Between 2005 and 2014, the rate of hospital stays due to hepatitis C (HCV) increased 67.3% among baby boomers. (AHRQ data)

During the same 10-year period, the hospitalization rate increased only 12.2% in older HCV patients (aged 73 years and older), and decreased by 14.9% in younger patients (aged 18 to 51 years), AHRQ researchers reported.

Baby boomers (born between 1945 and 1965) also had the highest rate of hospital stays among Americans with HCV (503.1 per 100,000 population), compared with patients aged 18-51 years (155.4 per 100,000) and those aged 73 and older (117.1 per 100,000).

Acute cases of HCV nearly tripled from 2010 through 2015 as a result of increased injection drug use due to the growing opioid epidemic, according the Centers for Disease Control and Prevention (CDC). Although the highest overall number of new infections has occurred among 20- to 29-year-olds, more than three-quarters of the 3.5 million Americans already living with hepatitis C are baby boomers.

Indeed, baby boomers are six times more likely to be infected with HCV than people in other age groups, and are at much greater risk for death from the virus, the CDC reported.

HCV hospitalizations take a toll

In 2014, 636,900 adult hospitalizations involved hepatitis C.

Hospital stays for HCV only—without concomitant hepatitis B, human immunodeficiency virus (HIV) infection, or alcoholic liver disease (ALD)—increased 48.9% between 2005 and 2014, according to the AHRQ report. By comparison, hospital stays for HCV co-occurring with hepatitis B, HIV, or ALD increased 10.9%.

• **Provided material**
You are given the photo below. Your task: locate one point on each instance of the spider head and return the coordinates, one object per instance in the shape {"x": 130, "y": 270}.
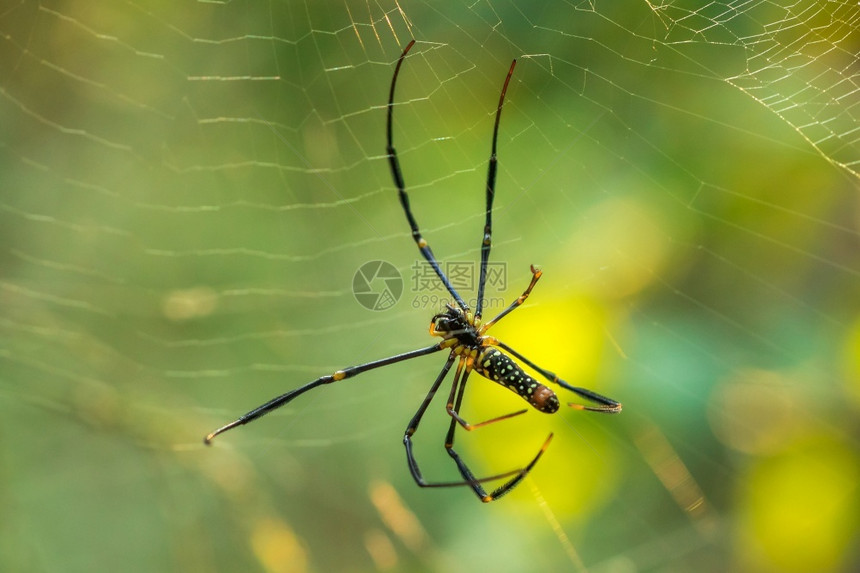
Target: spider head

• **Brief 1**
Print the part of the hepatitis C article that opens with the words containing "Baby boomers (born" and closes with "the CDC reported.".
• **Brief 2**
Write the next part of the hepatitis C article, picking up after its last sentence.
The listing can be set aside.

• **Exercise output 1**
Baby boomers (born between 1945 and 1965) also had the highest rate of hospital stays among Americans with HCV (503.1 per 100,000 population), compared with patients aged 18-51 years (155.4 per 100,000) and those aged 73 and older (117.1 per 100,000).

Acute cases of HCV nearly tripled from 2010 through 2015 as a result of increased injection drug use due to the growing opioid epidemic, according the Centers for Disease Control and Prevention (CDC). Although the highest overall number of new infections has occurred among 20- to 29-year-olds, more than three-quarters of the 3.5 million Americans already living with hepatitis C are baby boomers.

Indeed, baby boomers are six times more likely to be infected with HCV than people in other age groups, and are at much greater risk for death from the virus, the CDC reported.

• **Exercise output 2**
“Average costs, length of stay, and the proportion of in-hospital deaths in 2014 were all higher for stays involving hepatitis C than for stays without hepatitis C,” wrote Quyen Ngo-Metzger, MD, MPH, scientific director of AHRQ’s US Preventive Services Task Force Program, and colleagues.

Other notable findings:

  • Males represented a higher proportion of hospital stays involving HCV (61.5%), compared with hospital stays due to other reasons. Males also constituted the highest proportion of HCV-related stays among baby boomers (66.5%), but the lowest proportion among those aged 73 years and older (47.9%).
  • Among baby boomers in 2014, liver cancer, cirrhosis of the liver, ascites, and upper gastrointestinal bleeding were more common in hospital stays involving HCV-only than in stays not associated with HCV.
  • Drug and alcohol abuse, coagulopathy, and psychoses were among the comorbidities more common among HCV-only stays than in stays without HCV.

“Stopping hepatitis C will eliminate an enormous disease and economic burden for all Americans,” said John Ward, MD, director of CDC’s Division of Viral Hepatitis.

“We have a cure for this disease and the tools to prevent new infections,” added Dr. Ward. “Now we need a substantial, focused, and concerted national effort to implement the National Viral Hepatitis Action Plan and make effective prevention tools and curative treatment available to Americans in need.”